◆ Job
Pick out every line in the entries below that contains the word "skyscraper", and copy each of those lines.

[Raw entries]
-*-*-
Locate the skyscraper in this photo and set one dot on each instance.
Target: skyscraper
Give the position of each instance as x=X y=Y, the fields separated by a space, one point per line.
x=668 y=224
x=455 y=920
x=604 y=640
-*-*-
◆ Completed task
Locate the skyscraper in this photo and set one dot on each instance.
Target: skyscraper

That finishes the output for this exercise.